### [Work to do]
Substitute "place a dot" for every occurrence of "mark a point" in the records below, and reproduce them otherwise unchanged.

### [Given records]
+++++
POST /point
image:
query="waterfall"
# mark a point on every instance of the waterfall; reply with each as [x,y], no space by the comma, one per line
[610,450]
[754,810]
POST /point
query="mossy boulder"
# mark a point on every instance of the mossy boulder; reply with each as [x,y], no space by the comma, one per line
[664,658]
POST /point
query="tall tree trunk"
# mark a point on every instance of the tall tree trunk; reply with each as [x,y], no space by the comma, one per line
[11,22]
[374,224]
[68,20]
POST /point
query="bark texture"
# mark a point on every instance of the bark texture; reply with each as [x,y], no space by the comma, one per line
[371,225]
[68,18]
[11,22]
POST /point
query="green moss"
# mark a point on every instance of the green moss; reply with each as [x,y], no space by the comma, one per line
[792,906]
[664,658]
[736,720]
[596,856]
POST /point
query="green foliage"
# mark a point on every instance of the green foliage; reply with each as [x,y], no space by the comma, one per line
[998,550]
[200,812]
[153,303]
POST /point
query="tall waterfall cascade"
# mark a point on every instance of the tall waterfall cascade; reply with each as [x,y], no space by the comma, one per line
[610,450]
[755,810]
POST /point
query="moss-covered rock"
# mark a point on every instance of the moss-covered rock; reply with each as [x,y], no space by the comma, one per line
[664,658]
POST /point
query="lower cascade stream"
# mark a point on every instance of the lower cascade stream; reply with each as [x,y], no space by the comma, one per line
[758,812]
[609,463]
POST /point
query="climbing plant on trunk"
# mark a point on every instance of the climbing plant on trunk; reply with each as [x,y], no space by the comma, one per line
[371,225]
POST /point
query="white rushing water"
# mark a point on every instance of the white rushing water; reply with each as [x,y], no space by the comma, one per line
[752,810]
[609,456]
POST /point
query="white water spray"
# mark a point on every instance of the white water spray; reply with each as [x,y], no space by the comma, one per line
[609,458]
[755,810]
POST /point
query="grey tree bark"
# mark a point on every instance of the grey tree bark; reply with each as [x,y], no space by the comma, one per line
+++++
### [Complete answer]
POST /point
image:
query="waterfall"
# place a dot on every instance of the waterfall; reply with each as [x,y], no space by the comma, one per line
[610,450]
[754,810]
POST /point
query="mossy boulder"
# place a dot on every instance of the mossy boulder; reply with each as [x,y], no space by the comma, one per line
[664,658]
POST /point
query="tall tree trunk"
# place a dot on every instance of the tall tree trunk; reply with each as [x,y], no space by the comma, one per line
[11,22]
[374,224]
[68,20]
POST /point
query="bark texture"
# place a dot on every instance of the bark texture; reply with each as [x,y], no space by the comma, one per line
[371,225]
[68,18]
[11,22]
POST /point
query="green moss"
# place a dot on every instance of the green moss; reply with each as [x,y], no space by the comma, one per line
[792,906]
[664,658]
[736,720]
[596,856]
POST /point
query="green foliage"
# place a dot on every instance of the green foliage; reply with each as [x,y], no space by the comma, one per line
[998,550]
[200,812]
[153,303]
POST /point
query="tall waterfall cascade"
# place a dot on every instance of the tall waterfall cascade; reply with each as [x,y], no space by the comma, one per line
[610,450]
[755,810]
POST /point
query="moss-covered rock"
# place a dot on every instance of the moss-covered rock; reply with each as [x,y], no space by the comma, one per line
[664,658]
POST /point
query="lower cascade stream"
# place a dot on every instance of the lower cascade stream; reply with each as [x,y], no space by the comma, one per line
[758,812]
[609,463]
POST /point
query="climbing plant on trunk"
# place a dot on every instance of the climbing plant on trunk; reply with each as [x,y], no space by the comma, one per line
[371,225]
POST /point
query="white rushing water"
# place a dot on every instance of the white rushing water; reply with each as [x,y], no space by the comma, one per line
[752,810]
[609,456]
POST /point
query="white water spray"
# place a dot on every instance of the white water spray; reply with each as [x,y], no space by the comma, one per line
[609,458]
[755,810]
POST /point
query="grey tree bark"
# place a dot on every instance of the grey tree bark; reply with each as [x,y], no space by the comma, one per line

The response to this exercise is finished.